━━━━━ RECORDS FOR THIS EXERCISE

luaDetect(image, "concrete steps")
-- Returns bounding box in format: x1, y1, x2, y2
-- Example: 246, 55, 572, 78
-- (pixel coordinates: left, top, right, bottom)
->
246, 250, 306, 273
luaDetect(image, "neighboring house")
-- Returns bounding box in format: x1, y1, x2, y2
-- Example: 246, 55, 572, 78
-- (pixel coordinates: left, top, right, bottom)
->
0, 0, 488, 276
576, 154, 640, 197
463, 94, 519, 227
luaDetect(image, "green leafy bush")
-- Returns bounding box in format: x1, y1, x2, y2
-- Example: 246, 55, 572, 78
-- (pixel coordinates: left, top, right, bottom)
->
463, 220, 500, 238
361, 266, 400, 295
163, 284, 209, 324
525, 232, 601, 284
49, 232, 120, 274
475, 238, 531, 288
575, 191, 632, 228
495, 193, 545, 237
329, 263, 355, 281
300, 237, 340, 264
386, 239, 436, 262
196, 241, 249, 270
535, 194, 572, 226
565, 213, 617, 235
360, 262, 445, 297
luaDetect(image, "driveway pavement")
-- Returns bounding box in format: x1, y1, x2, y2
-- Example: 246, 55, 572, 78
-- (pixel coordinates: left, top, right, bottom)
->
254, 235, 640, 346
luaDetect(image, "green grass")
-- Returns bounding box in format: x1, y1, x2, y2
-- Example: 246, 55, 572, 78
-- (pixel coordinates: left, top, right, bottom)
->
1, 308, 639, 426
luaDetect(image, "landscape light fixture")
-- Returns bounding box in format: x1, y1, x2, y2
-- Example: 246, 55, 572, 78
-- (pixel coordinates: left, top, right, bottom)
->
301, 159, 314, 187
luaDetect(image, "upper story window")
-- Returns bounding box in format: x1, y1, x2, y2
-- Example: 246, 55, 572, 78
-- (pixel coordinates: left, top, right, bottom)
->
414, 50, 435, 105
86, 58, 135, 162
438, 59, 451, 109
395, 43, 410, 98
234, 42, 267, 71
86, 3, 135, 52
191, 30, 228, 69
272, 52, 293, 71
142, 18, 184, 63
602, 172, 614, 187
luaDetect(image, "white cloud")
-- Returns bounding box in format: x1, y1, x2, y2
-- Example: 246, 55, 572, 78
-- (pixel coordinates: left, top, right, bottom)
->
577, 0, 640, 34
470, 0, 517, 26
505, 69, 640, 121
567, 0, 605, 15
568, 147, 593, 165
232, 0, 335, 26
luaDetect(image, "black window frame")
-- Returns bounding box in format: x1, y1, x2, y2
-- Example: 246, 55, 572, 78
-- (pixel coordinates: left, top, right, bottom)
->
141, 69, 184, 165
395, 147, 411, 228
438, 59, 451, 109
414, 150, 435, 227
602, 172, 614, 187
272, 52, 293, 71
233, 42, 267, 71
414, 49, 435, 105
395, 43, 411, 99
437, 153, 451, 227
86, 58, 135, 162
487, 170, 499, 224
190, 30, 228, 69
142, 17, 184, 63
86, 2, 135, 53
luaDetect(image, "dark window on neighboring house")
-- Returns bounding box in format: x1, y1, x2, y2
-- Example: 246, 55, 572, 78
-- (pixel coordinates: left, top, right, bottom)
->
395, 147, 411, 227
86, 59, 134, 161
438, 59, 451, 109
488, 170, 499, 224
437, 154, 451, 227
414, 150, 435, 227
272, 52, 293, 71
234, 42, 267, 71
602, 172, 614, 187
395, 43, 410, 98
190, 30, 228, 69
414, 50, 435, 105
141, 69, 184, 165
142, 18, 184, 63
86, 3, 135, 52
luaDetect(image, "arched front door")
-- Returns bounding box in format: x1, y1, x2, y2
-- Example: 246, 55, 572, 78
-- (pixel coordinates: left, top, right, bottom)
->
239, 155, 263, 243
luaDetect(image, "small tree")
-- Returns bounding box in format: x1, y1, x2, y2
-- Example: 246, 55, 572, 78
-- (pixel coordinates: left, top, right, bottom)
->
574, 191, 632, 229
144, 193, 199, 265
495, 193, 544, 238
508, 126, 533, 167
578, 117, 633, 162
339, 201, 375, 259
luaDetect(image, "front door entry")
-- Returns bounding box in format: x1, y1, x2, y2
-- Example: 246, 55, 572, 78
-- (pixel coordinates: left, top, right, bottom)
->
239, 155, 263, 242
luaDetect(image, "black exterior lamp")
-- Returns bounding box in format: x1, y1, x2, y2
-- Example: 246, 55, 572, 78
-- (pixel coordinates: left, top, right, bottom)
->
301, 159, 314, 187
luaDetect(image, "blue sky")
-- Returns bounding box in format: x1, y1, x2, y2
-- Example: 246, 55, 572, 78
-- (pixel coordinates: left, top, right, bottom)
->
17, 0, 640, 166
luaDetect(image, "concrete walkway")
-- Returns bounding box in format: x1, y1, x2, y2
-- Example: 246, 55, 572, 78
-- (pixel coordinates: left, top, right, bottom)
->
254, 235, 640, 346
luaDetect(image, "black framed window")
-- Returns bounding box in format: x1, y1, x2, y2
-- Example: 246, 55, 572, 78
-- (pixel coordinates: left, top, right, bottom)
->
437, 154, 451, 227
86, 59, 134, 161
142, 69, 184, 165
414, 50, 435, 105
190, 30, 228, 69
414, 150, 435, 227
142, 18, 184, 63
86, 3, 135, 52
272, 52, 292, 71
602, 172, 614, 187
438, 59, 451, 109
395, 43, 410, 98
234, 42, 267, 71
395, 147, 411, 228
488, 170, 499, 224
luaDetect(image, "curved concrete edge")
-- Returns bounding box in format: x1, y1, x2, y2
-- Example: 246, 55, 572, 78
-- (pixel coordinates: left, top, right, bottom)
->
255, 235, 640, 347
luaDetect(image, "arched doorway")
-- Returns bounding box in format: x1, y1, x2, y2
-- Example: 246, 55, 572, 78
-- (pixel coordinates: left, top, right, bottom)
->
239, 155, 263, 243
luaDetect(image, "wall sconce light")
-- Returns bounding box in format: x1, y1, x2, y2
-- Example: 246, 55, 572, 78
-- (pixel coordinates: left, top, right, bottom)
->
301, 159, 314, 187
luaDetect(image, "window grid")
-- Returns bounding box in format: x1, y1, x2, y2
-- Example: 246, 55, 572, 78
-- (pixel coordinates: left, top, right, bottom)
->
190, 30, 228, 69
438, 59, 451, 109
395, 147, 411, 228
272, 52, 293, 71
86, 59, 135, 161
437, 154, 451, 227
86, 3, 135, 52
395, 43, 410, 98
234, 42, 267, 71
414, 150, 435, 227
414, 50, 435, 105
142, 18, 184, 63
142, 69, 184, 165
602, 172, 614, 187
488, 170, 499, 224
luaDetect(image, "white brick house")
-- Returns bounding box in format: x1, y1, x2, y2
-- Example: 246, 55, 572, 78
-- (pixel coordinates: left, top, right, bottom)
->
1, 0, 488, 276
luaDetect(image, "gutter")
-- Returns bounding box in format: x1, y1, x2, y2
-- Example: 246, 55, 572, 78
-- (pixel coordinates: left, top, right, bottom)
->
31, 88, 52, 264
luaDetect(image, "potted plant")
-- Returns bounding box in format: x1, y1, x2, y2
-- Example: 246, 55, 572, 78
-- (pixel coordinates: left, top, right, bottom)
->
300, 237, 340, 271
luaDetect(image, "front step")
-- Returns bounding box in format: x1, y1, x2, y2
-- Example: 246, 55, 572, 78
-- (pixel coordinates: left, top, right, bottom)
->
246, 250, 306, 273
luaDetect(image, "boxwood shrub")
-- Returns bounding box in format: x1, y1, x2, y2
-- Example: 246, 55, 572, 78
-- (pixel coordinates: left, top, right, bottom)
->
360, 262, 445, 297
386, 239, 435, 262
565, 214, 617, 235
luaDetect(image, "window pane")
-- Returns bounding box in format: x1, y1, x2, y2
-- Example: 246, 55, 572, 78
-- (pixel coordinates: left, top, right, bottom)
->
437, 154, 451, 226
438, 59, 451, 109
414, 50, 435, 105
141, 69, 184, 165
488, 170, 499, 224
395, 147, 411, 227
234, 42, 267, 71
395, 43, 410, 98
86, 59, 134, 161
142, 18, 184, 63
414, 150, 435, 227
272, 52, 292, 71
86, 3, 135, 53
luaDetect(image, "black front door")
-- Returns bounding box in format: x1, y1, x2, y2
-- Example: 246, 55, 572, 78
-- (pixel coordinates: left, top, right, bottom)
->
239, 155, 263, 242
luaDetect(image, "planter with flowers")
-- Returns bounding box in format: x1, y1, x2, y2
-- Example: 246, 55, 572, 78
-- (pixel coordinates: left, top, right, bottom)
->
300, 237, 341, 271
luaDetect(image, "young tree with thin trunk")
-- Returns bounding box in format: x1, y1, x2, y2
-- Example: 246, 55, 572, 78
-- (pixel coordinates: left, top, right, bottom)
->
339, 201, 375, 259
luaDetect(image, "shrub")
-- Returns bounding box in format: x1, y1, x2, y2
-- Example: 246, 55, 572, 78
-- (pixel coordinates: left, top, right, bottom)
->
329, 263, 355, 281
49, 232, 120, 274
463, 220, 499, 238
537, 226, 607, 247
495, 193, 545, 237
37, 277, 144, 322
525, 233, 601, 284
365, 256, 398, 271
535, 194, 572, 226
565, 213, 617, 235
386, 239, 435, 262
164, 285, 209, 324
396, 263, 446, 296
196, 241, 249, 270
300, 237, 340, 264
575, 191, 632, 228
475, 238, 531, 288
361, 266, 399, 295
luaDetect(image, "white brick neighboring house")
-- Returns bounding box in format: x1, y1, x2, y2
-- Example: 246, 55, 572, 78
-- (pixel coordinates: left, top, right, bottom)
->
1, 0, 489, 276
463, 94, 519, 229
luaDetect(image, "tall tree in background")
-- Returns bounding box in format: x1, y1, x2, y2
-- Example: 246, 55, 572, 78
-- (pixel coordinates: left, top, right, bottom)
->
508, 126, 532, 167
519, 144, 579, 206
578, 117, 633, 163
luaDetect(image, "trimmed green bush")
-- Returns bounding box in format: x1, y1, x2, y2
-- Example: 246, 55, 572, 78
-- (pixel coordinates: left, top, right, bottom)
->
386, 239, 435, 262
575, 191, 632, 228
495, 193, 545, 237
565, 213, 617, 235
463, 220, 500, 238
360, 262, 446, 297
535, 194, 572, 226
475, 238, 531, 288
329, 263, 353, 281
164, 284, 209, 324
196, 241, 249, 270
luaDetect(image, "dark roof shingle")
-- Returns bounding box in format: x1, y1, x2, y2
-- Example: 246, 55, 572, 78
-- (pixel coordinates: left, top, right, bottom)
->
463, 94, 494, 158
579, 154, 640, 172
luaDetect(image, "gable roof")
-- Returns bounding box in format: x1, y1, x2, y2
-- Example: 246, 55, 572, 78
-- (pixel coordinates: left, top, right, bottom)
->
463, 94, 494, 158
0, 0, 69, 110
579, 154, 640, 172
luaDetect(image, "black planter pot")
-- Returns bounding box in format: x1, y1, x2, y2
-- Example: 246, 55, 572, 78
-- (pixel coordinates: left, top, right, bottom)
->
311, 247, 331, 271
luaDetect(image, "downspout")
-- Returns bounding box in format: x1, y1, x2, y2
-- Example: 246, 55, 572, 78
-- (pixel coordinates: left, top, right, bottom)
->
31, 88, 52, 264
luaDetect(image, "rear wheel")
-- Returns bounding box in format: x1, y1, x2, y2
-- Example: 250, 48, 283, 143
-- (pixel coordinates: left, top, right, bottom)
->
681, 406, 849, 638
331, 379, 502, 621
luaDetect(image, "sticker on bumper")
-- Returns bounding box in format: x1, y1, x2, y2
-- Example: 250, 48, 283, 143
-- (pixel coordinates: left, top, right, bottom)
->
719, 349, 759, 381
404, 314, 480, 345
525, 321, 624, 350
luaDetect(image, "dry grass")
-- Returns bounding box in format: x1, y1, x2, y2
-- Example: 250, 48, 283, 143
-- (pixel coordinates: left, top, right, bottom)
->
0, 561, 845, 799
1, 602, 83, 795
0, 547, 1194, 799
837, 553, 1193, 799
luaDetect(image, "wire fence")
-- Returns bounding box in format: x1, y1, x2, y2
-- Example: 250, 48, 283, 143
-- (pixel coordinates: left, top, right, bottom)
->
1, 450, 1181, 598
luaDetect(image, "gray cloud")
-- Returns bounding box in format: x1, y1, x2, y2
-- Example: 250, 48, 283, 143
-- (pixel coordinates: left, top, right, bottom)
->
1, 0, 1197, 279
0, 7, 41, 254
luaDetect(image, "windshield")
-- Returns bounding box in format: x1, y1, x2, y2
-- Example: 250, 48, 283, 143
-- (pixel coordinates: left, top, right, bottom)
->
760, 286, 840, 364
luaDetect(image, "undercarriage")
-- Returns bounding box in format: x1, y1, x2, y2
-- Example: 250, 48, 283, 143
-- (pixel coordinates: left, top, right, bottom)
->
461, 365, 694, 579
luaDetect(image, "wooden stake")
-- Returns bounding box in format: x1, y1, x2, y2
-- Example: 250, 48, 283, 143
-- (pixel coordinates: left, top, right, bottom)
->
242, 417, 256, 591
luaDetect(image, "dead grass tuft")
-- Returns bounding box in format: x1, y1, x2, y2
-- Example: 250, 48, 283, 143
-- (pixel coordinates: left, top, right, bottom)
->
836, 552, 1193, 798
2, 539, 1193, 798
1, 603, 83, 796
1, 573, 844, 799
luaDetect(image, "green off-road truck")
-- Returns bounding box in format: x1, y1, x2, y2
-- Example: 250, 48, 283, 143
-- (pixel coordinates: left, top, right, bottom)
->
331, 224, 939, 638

━━━━━━━━━━

▶ _REQUIRED WORK_
Each line of the entries above that contains "light" must be copied into the answer.

▶ _SOLUTION TO THE PROBLEM_
luaDetect(image, "landscape light fixture")
luaDetect(image, "wall sconce light")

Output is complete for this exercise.